• _DIRECTION_
Can you arrange every item below as a two-column CSV with the headers "prompt" and "answer"? Use one row per item, put each field in quotes with line breaks turned into spaces, and leave the pictures out.

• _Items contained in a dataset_
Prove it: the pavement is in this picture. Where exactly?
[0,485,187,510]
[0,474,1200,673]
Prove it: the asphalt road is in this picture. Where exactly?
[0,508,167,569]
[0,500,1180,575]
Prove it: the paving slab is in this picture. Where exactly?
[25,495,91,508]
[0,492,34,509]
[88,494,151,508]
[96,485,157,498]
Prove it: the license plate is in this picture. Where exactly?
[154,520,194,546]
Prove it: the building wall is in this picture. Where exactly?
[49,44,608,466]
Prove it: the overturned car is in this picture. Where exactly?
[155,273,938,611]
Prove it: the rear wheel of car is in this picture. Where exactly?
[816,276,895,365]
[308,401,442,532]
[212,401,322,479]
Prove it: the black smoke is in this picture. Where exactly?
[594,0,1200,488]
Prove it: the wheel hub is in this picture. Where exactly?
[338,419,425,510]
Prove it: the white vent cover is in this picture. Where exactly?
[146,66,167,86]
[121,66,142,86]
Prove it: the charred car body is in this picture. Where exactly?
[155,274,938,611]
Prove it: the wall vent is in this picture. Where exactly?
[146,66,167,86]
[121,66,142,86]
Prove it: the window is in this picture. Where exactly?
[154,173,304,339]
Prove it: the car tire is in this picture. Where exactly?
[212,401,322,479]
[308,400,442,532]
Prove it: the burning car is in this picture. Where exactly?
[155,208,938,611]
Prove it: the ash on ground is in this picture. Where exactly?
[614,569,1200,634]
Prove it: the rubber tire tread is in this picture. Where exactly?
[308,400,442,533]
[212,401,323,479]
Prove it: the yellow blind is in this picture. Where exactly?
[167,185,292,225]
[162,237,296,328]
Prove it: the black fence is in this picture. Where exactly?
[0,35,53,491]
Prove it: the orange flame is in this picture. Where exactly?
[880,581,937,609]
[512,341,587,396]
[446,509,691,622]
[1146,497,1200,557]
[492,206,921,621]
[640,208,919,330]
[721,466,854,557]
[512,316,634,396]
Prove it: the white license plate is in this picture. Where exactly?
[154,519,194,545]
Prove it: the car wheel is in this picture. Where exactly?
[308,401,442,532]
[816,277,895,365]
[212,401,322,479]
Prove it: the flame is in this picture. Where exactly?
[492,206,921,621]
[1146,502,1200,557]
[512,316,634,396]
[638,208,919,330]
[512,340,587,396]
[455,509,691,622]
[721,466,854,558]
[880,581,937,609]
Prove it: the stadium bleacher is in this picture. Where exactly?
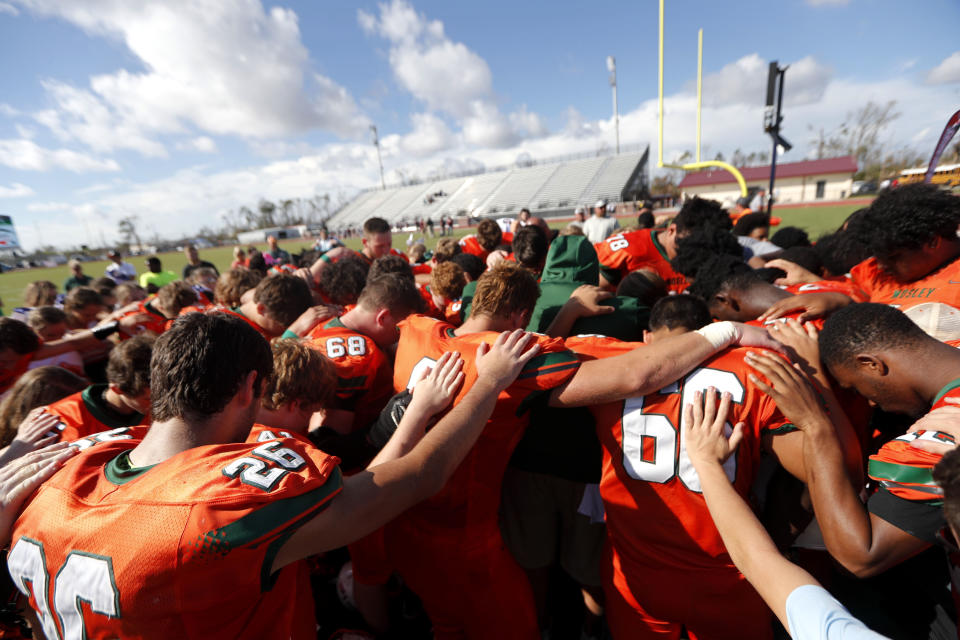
[327,149,648,228]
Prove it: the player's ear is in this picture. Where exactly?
[856,353,890,376]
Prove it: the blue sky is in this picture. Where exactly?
[0,0,960,248]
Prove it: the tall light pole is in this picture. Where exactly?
[370,124,387,191]
[607,56,620,155]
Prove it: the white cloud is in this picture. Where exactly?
[357,0,546,147]
[177,136,217,153]
[0,139,120,173]
[703,53,833,106]
[510,104,548,138]
[399,113,456,156]
[0,182,34,198]
[927,51,960,84]
[27,202,74,213]
[18,0,366,156]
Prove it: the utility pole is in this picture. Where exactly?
[607,56,620,155]
[763,60,793,216]
[370,124,387,191]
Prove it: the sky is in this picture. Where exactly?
[0,0,960,250]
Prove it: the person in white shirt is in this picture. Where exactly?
[106,250,137,284]
[583,200,620,244]
[682,388,885,640]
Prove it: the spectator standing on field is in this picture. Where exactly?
[267,236,290,264]
[583,199,620,244]
[104,249,137,284]
[180,244,220,286]
[63,260,93,292]
[140,256,178,293]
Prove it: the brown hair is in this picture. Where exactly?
[157,282,197,318]
[150,312,272,422]
[477,218,503,251]
[116,282,147,309]
[260,340,337,411]
[213,267,263,307]
[357,273,423,320]
[63,287,106,312]
[253,273,313,327]
[433,238,463,264]
[27,307,67,331]
[367,255,414,282]
[471,262,540,317]
[23,280,57,307]
[0,367,87,447]
[107,335,156,397]
[0,318,40,355]
[430,262,467,300]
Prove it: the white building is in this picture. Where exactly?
[679,156,858,204]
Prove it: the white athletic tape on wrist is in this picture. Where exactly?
[697,321,739,351]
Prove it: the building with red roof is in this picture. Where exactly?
[679,156,858,204]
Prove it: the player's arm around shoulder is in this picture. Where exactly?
[550,322,779,407]
[273,331,539,571]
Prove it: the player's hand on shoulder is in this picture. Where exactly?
[758,291,853,322]
[767,318,822,376]
[476,329,540,391]
[744,351,830,431]
[407,351,463,416]
[117,313,153,335]
[763,258,823,287]
[287,304,343,338]
[683,387,744,467]
[907,398,960,455]
[732,322,783,351]
[0,442,77,544]
[4,407,60,460]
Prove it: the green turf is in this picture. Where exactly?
[0,204,863,313]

• _SOLUTION FOR THIS TASK_
prompt,answer
"Prove it: the pavement is in this picture. Where exactly?","[0,485,187,510] [0,474,1200,673]"
"Prove it: the asphalt road is in this picture. Where exactly?","[0,508,167,569] [0,500,1180,575]"
"Prove it: the paving slab is in this picture. Where exactly?","[25,495,91,508] [0,492,34,509] [88,494,151,508] [96,485,157,498]"
"Prove it: the license plate is in this picture. Where exactly?","[154,520,194,546]"
"Prove it: the building wall is in this picture. Where exactly?","[49,44,608,466]"
"Prove it: the overturned car is in this picture. Where exactly?","[155,273,938,611]"
"Prove it: the rear wheel of car is in this picture. Where exactly?","[816,276,895,365] [308,401,442,532] [212,401,322,479]"
"Prove it: the black smoke is in this picture. Where exactly?","[594,0,1200,488]"
"Prove it: the wheel hub is in this picture. Where exactly?","[338,419,425,510]"
"Prove it: the white vent cover is in this picture. Where exactly?","[146,66,167,86] [121,66,142,86]"
"Prove it: the charred car body is in this picture. Where exactly?","[155,274,938,611]"
"Prove it: the wall vent is in this picture. Where exactly?","[146,66,167,86] [121,66,142,86]"
"Prove it: the window is in this picture. Where exactly?","[154,173,304,339]"
"Prove it: the car tire is in this picture. Where exactly?","[212,401,322,479] [308,400,442,532]"
"Prove it: the burning car is in this picture. Where exactly?","[155,208,938,611]"
"Prove it: the ash on ground is in this picture. Where exactly?","[614,569,1200,634]"
"Prove it: the rubber tire tread is in this picture. Where exactly?","[308,400,442,533] [212,401,323,479]"
"Prove it: the yellow blind is in this picture. Where exactly?","[167,185,292,225] [162,237,296,328]"
"Prove it: the black fence is in this picture. Where exactly?","[0,35,53,491]"
"Prove it: the orange flame is in this picture. Where exactly?","[880,581,937,609] [512,341,587,396] [446,509,691,622] [1146,497,1200,557] [492,206,921,621] [640,208,919,330] [721,466,854,557] [512,316,634,396]"
"Prove it: the white license plate is in this picture. Where exactly?","[154,519,194,545]"
"Prove it: the car wheel is in this picture. Where exactly?","[308,401,442,532] [816,277,895,365] [212,401,322,479]"
"Prove it: the flame is in this picture. Where exactly?","[492,206,921,621] [1146,502,1200,557] [512,316,634,396] [638,208,919,330] [512,340,587,396] [455,509,691,622] [721,466,854,558] [880,581,937,609]"
"Prove it: the stadium bleacher is in this picture. Where exactly?","[327,149,648,228]"
"Prove it: the player's ear is in this picture. Where exactly?","[856,353,890,376]"
"Prove it: the blue sky is in this picture. Where exactly?","[0,0,960,248]"
"Prove it: the tall light pole is in this picture. Where exactly?","[370,124,387,191] [607,56,620,155]"
"Prove it: the white cloud is in this picture. Where exactly?","[357,0,546,147] [177,136,217,153] [0,139,120,173] [703,53,833,106] [510,104,548,138] [399,113,456,156] [0,182,34,198] [927,51,960,84] [27,202,74,213] [18,0,366,156]"
"Prove it: the utility pole is in this picture. Where exactly?","[607,56,620,155] [763,60,793,216] [370,124,387,191]"
"Prove it: the sky is in this picture. Where exactly?","[0,0,960,250]"
"Prove it: the person in white shirt is in this picture. Where exactly?","[106,250,137,284] [583,200,620,244] [682,388,885,640]"
"Prove it: the spectator standing on field is in this picture. Where exactly?","[267,236,290,264] [583,199,620,244] [104,249,137,284] [180,244,220,286] [63,260,93,292] [140,256,178,293]"
"Prove it: the brown hair is in this picture. Where exactly?","[157,282,197,318] [150,312,272,422] [477,218,503,251] [116,282,147,309] [260,340,337,411] [213,267,263,307] [357,273,423,320] [63,287,106,312] [253,273,313,327] [433,238,463,264] [27,307,67,331] [367,255,414,282] [471,262,540,317] [23,280,57,307] [0,367,87,447] [107,335,156,397] [0,318,40,355] [430,262,467,300]"
"Prove it: the white building is in this picture. Where exactly?","[679,156,858,204]"
"Prove it: the white athletic tape on wrist is in this picture. Where exactly?","[697,321,739,351]"
"Prove it: the building with red roof is in this picture. Where exactly?","[679,156,858,204]"
"Prove it: the player's arm around shoulder is in this picture. Where exactly?","[550,322,779,407] [273,331,539,571]"
"Prove it: the player's hand on shoulder is in this picture. Where exactly?","[758,291,853,322] [767,318,822,376] [476,329,540,391] [744,351,830,431] [407,351,463,416] [117,313,153,335] [763,258,823,287] [287,304,343,338] [683,387,744,467] [907,398,960,455] [732,322,783,351] [0,442,77,544] [4,407,60,460]"
"Prove it: the green turf is in this picture. Where exactly?","[0,204,863,313]"